╭──

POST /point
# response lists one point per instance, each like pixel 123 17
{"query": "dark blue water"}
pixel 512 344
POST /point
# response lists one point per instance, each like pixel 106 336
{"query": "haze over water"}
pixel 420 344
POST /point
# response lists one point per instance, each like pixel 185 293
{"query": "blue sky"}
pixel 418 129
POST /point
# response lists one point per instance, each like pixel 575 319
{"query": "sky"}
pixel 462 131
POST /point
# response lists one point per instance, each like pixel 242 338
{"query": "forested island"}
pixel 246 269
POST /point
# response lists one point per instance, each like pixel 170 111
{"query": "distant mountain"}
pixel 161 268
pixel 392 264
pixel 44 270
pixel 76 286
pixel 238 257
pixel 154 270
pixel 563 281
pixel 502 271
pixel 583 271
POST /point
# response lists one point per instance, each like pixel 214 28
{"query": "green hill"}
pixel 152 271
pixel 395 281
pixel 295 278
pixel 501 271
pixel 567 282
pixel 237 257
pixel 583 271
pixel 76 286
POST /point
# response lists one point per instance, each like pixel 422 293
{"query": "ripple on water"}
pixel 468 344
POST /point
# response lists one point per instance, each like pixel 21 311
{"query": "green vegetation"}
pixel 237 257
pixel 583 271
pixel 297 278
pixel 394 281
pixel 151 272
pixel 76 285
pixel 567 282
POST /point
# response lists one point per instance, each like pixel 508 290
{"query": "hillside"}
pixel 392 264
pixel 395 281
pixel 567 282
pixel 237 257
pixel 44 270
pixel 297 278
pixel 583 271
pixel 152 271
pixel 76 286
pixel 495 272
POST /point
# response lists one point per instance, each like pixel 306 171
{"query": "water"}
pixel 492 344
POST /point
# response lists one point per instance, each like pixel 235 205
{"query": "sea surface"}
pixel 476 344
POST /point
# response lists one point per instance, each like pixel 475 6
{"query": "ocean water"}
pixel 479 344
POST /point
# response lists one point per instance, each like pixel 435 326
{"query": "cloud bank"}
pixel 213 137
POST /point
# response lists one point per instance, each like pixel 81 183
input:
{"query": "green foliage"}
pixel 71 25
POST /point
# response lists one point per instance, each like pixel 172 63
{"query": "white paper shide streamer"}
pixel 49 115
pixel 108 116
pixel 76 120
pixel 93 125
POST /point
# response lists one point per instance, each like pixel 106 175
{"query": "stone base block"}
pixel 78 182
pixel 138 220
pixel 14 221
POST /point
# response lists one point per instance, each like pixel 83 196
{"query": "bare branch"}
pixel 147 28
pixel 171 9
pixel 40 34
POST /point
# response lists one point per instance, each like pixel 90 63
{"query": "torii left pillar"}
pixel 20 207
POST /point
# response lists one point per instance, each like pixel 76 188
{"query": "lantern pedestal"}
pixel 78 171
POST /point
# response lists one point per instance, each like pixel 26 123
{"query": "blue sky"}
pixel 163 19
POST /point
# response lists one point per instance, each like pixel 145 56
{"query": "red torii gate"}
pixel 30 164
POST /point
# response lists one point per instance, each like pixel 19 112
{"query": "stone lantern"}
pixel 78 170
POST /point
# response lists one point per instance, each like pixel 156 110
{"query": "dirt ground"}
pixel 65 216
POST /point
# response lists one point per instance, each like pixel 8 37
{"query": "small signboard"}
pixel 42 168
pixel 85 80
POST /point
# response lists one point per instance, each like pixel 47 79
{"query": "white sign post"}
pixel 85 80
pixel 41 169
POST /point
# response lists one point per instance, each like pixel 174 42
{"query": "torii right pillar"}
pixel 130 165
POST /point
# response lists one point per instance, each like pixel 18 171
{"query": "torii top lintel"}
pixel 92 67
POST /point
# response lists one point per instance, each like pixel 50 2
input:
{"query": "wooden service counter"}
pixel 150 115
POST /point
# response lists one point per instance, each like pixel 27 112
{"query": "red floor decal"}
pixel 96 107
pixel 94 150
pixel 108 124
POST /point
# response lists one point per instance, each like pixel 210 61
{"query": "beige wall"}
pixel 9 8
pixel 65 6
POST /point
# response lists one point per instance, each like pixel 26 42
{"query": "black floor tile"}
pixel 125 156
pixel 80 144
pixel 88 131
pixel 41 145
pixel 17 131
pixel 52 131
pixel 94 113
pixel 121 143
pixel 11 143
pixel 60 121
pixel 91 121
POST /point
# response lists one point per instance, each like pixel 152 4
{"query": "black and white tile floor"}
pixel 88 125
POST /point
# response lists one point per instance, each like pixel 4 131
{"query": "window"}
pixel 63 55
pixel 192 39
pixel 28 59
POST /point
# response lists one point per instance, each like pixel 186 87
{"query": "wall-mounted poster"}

╰──

## INSTRUCTION:
Lay out every line of all the rows above as a Markdown table with the columns No. and Text, numbering the lines in order and leaving out blank lines.

## THE COMPLETED TASK:
| No. | Text |
|---|---|
| 1 | POST /point |
| 2 | # response lists one point per instance, each like pixel 123 17 |
| 3 | {"query": "dark blue water"} |
| 4 | pixel 512 344 |
| 5 | POST /point |
| 6 | # response lists one point per instance, each like pixel 106 336 |
| 7 | {"query": "haze over water"} |
| 8 | pixel 420 344 |
| 9 | POST /point |
| 10 | # response lists one point per instance, each like pixel 185 293 |
| 11 | {"query": "blue sky"} |
| 12 | pixel 418 129 |
| 13 | POST /point |
| 14 | # response lists one point per instance, each like pixel 575 319 |
| 15 | {"query": "sky"} |
| 16 | pixel 462 131 |
| 17 | POST /point |
| 18 | # response lists one point per instance, each like pixel 242 338 |
| 19 | {"query": "forested island"} |
| 20 | pixel 246 269 |
| 21 | POST /point |
| 22 | # response lists one point per instance, each like pixel 170 111 |
| 23 | {"query": "distant mountain"} |
| 24 | pixel 161 268 |
| 25 | pixel 392 264 |
| 26 | pixel 44 270 |
| 27 | pixel 76 286 |
| 28 | pixel 238 257 |
| 29 | pixel 154 270 |
| 30 | pixel 563 281 |
| 31 | pixel 502 271 |
| 32 | pixel 583 271 |
| 33 | POST /point |
| 34 | # response lists one point per instance, each like pixel 214 28 |
| 35 | {"query": "green hill"} |
| 36 | pixel 152 271 |
| 37 | pixel 395 281 |
| 38 | pixel 295 278 |
| 39 | pixel 501 271 |
| 40 | pixel 567 282 |
| 41 | pixel 237 257 |
| 42 | pixel 583 271 |
| 43 | pixel 76 286 |
| 44 | POST /point |
| 45 | # response lists one point per instance, each like pixel 422 293 |
| 46 | {"query": "ripple on water"} |
| 47 | pixel 468 344 |
| 48 | POST /point |
| 49 | # response lists one point per instance, each like pixel 21 311 |
| 50 | {"query": "green vegetation"} |
| 51 | pixel 237 257 |
| 52 | pixel 583 271 |
| 53 | pixel 297 278 |
| 54 | pixel 394 281 |
| 55 | pixel 151 272 |
| 56 | pixel 76 285 |
| 57 | pixel 567 282 |
| 58 | POST /point |
| 59 | # response lists one point per instance, each like pixel 508 290 |
| 60 | {"query": "hillside"} |
| 61 | pixel 392 264 |
| 62 | pixel 395 281 |
| 63 | pixel 567 282 |
| 64 | pixel 237 257 |
| 65 | pixel 44 270 |
| 66 | pixel 297 278 |
| 67 | pixel 583 271 |
| 68 | pixel 152 271 |
| 69 | pixel 76 286 |
| 70 | pixel 495 272 |
| 71 | POST /point |
| 72 | # response lists one point per instance, each like pixel 306 171 |
| 73 | {"query": "water"} |
| 74 | pixel 492 344 |
| 75 | POST /point |
| 76 | # response lists one point per instance, each like pixel 235 205 |
| 77 | {"query": "sea surface"} |
| 78 | pixel 476 344 |
| 79 | POST /point |
| 80 | # response lists one point per instance, each like pixel 475 6 |
| 81 | {"query": "ocean water"} |
| 82 | pixel 479 344 |
| 83 | POST /point |
| 84 | # response lists one point per instance, each like pixel 435 326 |
| 85 | {"query": "cloud bank"} |
| 86 | pixel 213 137 |
| 87 | POST /point |
| 88 | # response lists one point per instance, each like pixel 81 183 |
| 89 | input: |
| 90 | {"query": "green foliage"} |
| 91 | pixel 71 25 |
| 92 | POST /point |
| 93 | # response lists one point per instance, each like pixel 172 63 |
| 94 | {"query": "white paper shide streamer"} |
| 95 | pixel 49 115 |
| 96 | pixel 108 116 |
| 97 | pixel 76 120 |
| 98 | pixel 93 125 |
| 99 | POST /point |
| 100 | # response lists one point per instance, each like pixel 106 175 |
| 101 | {"query": "stone base block"} |
| 102 | pixel 78 182 |
| 103 | pixel 138 220 |
| 104 | pixel 14 221 |
| 105 | POST /point |
| 106 | # response lists one point per instance, each like pixel 83 196 |
| 107 | {"query": "bare branch"} |
| 108 | pixel 147 28 |
| 109 | pixel 171 9 |
| 110 | pixel 40 34 |
| 111 | POST /point |
| 112 | # response lists one point per instance, each like pixel 90 63 |
| 113 | {"query": "torii left pillar"} |
| 114 | pixel 20 207 |
| 115 | POST /point |
| 116 | # response lists one point per instance, each like pixel 76 188 |
| 117 | {"query": "lantern pedestal"} |
| 118 | pixel 78 171 |
| 119 | POST /point |
| 120 | # response lists one point per instance, each like pixel 26 123 |
| 121 | {"query": "blue sky"} |
| 122 | pixel 163 19 |
| 123 | POST /point |
| 124 | # response lists one point per instance, each like pixel 145 56 |
| 125 | {"query": "red torii gate"} |
| 126 | pixel 30 164 |
| 127 | POST /point |
| 128 | # response lists one point per instance, each like pixel 19 112 |
| 129 | {"query": "stone lantern"} |
| 130 | pixel 78 170 |
| 131 | POST /point |
| 132 | # response lists one point per instance, each like pixel 156 110 |
| 133 | {"query": "dirt ground"} |
| 134 | pixel 65 216 |
| 135 | POST /point |
| 136 | # response lists one point per instance, each like pixel 8 37 |
| 137 | {"query": "small signboard"} |
| 138 | pixel 42 168 |
| 139 | pixel 85 80 |
| 140 | POST /point |
| 141 | # response lists one point per instance, each like pixel 47 79 |
| 142 | {"query": "white sign post"} |
| 143 | pixel 85 80 |
| 144 | pixel 41 169 |
| 145 | POST /point |
| 146 | # response lists one point per instance, each like pixel 174 42 |
| 147 | {"query": "torii right pillar"} |
| 148 | pixel 130 165 |
| 149 | POST /point |
| 150 | # response lists one point per instance, each like pixel 18 171 |
| 151 | {"query": "torii top lintel"} |
| 152 | pixel 92 67 |
| 153 | POST /point |
| 154 | # response lists one point per instance, each like pixel 50 2 |
| 155 | input: |
| 156 | {"query": "wooden service counter"} |
| 157 | pixel 150 115 |
| 158 | POST /point |
| 159 | # response lists one point per instance, each like pixel 27 112 |
| 160 | {"query": "red floor decal"} |
| 161 | pixel 96 107 |
| 162 | pixel 94 150 |
| 163 | pixel 108 124 |
| 164 | POST /point |
| 165 | # response lists one point per instance, each like pixel 210 61 |
| 166 | {"query": "beige wall"} |
| 167 | pixel 9 8 |
| 168 | pixel 65 6 |
| 169 | POST /point |
| 170 | # response lists one point per instance, each like pixel 26 42 |
| 171 | {"query": "black floor tile"} |
| 172 | pixel 125 156 |
| 173 | pixel 80 144 |
| 174 | pixel 88 131 |
| 175 | pixel 41 145 |
| 176 | pixel 17 131 |
| 177 | pixel 52 131 |
| 178 | pixel 94 113 |
| 179 | pixel 121 143 |
| 180 | pixel 11 143 |
| 181 | pixel 60 121 |
| 182 | pixel 91 121 |
| 183 | POST /point |
| 184 | # response lists one point per instance, each like pixel 152 4 |
| 185 | {"query": "black and white tile floor"} |
| 186 | pixel 88 125 |
| 187 | POST /point |
| 188 | # response lists one point per instance, each like pixel 4 131 |
| 189 | {"query": "window"} |
| 190 | pixel 63 55 |
| 191 | pixel 192 39 |
| 192 | pixel 28 59 |
| 193 | POST /point |
| 194 | # response lists one point per instance, each like pixel 186 87 |
| 195 | {"query": "wall-mounted poster"} |